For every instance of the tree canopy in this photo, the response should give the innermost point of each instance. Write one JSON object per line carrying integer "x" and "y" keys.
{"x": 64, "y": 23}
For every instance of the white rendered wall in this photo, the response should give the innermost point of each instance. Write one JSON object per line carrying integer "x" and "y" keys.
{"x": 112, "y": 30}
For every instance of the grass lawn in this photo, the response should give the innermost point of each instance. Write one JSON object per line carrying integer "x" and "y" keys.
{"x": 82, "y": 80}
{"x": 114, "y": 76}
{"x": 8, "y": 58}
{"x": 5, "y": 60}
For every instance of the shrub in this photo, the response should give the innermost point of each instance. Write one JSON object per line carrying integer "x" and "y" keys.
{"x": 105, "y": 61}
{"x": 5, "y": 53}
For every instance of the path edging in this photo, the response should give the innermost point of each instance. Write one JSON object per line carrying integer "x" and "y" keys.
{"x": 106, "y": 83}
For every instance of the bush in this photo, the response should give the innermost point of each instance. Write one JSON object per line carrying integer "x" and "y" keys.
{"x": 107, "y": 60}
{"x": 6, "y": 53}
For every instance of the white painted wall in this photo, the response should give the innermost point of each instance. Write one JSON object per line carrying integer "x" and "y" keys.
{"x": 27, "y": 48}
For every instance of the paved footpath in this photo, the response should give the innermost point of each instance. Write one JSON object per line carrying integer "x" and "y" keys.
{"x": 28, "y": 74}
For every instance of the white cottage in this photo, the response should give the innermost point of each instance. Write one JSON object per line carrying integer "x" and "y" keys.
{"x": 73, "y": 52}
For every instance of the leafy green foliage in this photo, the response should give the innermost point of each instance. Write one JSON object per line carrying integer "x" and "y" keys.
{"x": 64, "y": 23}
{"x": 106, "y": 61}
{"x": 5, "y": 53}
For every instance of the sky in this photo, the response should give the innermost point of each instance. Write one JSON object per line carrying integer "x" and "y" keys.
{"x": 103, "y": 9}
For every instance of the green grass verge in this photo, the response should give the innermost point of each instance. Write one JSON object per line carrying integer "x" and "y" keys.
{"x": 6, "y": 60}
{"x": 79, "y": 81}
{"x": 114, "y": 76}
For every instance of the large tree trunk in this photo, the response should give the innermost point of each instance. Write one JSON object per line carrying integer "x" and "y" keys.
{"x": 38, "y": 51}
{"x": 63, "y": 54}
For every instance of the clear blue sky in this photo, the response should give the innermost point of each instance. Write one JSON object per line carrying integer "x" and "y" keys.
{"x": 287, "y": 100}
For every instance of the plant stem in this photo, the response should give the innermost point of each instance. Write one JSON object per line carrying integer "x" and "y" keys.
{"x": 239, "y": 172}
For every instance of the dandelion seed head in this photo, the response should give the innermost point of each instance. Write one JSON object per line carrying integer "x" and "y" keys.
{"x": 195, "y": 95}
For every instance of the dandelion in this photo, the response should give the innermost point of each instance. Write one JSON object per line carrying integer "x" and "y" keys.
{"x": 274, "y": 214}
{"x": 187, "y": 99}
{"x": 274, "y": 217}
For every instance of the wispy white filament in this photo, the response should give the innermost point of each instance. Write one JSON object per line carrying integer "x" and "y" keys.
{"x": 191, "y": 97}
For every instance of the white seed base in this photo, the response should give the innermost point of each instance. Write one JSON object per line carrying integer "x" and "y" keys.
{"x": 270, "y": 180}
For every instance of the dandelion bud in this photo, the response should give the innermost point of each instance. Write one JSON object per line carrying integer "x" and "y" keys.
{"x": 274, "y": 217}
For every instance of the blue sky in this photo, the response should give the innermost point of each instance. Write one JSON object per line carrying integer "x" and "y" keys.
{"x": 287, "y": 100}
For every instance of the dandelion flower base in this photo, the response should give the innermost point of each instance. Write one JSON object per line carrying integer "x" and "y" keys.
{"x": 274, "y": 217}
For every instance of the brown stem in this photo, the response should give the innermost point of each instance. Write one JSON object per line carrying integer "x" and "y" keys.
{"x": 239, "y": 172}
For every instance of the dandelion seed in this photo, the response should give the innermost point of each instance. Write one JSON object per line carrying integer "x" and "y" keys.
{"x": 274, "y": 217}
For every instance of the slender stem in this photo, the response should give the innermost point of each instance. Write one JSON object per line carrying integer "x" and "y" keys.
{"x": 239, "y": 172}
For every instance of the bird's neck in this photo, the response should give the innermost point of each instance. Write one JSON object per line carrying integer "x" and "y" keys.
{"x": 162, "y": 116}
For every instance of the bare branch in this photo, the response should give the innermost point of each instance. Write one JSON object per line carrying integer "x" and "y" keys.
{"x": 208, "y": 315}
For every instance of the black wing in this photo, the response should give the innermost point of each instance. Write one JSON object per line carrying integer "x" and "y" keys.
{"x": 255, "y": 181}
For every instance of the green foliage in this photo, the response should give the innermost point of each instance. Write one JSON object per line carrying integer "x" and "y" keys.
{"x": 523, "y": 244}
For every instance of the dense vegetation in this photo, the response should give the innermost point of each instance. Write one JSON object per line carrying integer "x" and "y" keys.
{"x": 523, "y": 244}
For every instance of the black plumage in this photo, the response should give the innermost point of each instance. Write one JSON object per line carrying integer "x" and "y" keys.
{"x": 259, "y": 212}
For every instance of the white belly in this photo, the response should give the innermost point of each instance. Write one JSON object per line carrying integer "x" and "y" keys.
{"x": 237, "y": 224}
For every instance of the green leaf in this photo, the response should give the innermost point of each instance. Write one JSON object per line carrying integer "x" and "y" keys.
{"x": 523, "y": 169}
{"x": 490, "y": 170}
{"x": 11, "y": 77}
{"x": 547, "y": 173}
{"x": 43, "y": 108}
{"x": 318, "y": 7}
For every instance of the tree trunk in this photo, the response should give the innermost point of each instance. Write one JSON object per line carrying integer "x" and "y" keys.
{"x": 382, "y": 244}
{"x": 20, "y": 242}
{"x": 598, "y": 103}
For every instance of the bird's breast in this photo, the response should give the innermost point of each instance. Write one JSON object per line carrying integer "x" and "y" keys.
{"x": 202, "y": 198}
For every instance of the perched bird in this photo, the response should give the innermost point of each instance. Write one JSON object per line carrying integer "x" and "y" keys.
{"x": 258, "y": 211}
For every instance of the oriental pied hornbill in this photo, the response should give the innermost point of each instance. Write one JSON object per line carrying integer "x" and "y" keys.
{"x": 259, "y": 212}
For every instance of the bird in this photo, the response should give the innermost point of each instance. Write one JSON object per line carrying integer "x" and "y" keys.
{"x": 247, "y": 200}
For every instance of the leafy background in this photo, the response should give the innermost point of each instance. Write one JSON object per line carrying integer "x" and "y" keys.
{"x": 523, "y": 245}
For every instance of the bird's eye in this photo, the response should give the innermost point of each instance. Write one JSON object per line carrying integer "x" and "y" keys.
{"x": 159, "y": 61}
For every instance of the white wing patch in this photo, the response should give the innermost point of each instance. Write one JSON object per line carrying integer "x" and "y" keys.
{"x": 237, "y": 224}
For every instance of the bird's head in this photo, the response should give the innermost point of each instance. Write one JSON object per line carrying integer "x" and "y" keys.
---
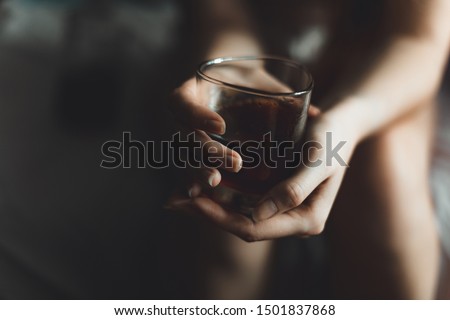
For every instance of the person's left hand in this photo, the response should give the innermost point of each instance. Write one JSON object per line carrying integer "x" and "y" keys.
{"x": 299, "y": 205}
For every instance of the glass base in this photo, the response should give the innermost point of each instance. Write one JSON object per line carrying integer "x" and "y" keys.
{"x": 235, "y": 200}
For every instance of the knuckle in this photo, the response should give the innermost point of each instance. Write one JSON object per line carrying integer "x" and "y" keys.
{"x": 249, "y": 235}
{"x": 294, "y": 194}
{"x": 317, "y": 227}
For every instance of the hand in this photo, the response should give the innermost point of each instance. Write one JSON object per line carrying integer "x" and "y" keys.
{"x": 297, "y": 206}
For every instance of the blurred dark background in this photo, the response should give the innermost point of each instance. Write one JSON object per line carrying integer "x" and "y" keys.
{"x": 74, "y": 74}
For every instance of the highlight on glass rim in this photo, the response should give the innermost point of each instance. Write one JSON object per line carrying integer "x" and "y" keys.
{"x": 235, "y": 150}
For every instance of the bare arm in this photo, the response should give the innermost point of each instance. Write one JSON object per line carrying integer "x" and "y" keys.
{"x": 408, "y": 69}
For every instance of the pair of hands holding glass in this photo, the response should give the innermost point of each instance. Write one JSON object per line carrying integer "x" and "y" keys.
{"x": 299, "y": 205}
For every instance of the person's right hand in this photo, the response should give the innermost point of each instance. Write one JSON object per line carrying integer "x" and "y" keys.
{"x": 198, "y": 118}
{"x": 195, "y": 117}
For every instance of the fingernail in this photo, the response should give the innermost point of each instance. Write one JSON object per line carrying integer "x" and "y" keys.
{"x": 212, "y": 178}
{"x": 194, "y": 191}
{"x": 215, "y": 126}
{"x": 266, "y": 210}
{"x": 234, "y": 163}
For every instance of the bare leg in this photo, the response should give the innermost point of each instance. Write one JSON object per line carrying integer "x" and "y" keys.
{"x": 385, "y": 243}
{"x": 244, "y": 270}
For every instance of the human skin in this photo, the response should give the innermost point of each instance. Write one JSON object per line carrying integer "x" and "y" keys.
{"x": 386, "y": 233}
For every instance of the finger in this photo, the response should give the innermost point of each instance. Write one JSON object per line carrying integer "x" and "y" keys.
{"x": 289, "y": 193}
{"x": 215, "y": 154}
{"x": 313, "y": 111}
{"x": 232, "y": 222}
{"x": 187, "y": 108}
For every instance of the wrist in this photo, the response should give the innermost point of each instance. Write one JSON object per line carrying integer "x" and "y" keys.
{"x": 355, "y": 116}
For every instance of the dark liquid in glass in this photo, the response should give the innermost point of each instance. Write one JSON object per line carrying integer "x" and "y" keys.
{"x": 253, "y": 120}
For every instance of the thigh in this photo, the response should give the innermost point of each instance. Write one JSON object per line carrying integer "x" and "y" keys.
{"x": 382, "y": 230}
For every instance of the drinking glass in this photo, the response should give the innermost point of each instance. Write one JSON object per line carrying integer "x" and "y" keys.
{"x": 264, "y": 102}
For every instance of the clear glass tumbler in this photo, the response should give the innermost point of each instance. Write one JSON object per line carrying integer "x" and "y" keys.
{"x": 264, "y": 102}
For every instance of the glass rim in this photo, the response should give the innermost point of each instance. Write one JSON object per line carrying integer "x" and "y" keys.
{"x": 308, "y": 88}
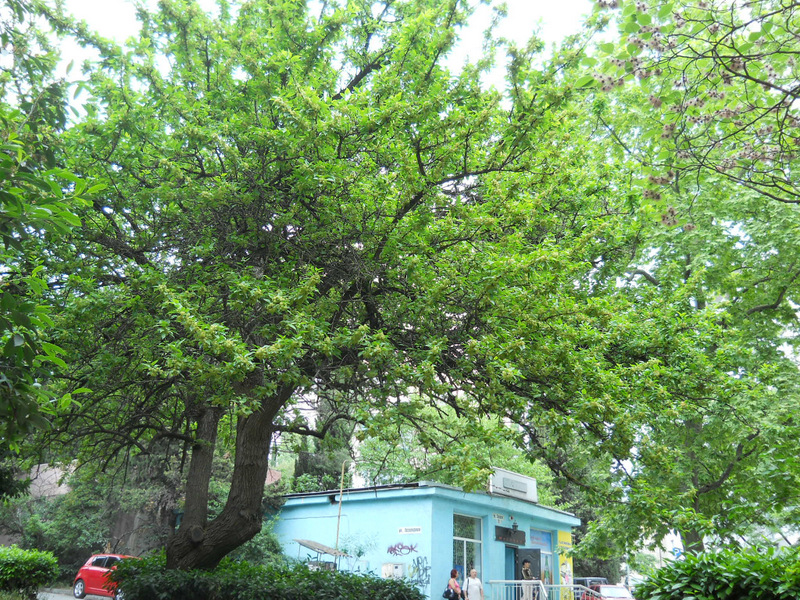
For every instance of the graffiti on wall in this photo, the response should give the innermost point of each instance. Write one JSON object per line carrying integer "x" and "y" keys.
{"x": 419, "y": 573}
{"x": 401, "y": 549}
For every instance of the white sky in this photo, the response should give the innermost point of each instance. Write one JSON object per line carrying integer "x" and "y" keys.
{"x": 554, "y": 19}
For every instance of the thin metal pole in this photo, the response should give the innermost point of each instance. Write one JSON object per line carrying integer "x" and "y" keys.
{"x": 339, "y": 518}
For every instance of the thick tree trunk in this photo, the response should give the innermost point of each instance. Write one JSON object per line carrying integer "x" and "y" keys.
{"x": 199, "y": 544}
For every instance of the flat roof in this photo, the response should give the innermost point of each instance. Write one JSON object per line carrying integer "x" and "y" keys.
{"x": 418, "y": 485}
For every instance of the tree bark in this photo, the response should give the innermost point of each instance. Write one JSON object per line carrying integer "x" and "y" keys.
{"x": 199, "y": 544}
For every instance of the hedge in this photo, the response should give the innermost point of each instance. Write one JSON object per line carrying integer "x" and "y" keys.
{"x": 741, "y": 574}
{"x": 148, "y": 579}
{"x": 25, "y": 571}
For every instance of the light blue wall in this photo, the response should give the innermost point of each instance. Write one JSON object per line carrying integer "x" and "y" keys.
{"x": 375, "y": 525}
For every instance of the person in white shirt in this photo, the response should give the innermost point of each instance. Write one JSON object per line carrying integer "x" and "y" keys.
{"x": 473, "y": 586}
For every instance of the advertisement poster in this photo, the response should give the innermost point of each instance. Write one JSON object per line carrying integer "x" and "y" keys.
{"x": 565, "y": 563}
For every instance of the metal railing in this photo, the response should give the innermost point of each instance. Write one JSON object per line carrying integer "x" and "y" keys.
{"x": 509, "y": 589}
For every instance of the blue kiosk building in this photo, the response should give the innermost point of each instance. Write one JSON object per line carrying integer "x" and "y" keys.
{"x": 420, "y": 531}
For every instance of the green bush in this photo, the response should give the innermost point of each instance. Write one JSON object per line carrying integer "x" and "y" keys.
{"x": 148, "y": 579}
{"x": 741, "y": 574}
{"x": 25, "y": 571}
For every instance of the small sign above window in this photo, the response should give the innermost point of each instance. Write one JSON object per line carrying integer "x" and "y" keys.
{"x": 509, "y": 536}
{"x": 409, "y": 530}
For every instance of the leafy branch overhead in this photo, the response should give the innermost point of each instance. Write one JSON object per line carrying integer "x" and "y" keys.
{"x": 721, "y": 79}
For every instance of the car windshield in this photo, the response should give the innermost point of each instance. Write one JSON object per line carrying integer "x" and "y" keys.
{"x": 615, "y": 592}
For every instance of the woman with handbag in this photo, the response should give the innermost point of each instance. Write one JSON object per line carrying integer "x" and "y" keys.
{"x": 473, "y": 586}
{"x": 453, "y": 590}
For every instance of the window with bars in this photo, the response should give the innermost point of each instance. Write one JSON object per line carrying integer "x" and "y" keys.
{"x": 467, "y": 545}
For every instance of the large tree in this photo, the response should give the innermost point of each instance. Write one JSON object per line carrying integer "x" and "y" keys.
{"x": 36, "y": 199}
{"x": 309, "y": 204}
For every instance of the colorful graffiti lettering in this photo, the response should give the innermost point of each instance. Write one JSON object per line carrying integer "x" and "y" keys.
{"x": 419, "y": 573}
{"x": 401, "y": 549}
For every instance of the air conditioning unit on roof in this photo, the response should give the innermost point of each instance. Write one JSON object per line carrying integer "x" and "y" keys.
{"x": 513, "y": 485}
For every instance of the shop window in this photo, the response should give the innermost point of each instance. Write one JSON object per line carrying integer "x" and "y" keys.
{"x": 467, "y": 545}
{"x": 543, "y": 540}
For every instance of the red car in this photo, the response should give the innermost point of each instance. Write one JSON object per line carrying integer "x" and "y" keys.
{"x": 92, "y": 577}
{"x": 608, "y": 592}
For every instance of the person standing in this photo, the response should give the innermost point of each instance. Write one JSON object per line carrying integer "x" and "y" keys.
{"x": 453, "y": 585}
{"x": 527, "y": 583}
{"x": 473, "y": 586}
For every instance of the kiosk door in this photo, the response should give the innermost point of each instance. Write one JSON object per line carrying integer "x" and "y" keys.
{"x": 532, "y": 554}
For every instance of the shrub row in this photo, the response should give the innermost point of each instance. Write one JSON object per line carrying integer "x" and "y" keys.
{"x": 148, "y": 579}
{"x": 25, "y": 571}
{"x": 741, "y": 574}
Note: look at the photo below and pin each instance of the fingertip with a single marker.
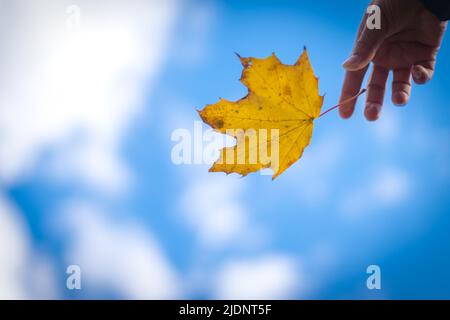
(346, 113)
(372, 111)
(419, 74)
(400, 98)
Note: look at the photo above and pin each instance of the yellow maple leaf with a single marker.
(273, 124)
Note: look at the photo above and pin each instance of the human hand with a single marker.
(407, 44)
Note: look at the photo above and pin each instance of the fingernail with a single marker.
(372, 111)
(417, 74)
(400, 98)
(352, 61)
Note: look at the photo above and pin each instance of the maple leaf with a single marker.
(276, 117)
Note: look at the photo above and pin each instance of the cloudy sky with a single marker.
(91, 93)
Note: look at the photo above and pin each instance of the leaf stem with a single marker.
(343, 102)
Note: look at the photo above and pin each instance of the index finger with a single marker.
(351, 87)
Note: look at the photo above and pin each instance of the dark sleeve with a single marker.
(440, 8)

(What you should do)
Show every line above that contains the word "metal", matching case exactly.

(Result of the task)
For every instance of the thin metal pole in this photo, the response should give the innermost point of each instance. Write one JSON object per line carrying integer "x" and "y" keys.
For every instance of the metal railing in this photo, the response should give the innermost point of each instance. Write one JSON object per line carrying integer "x" and "y" keys.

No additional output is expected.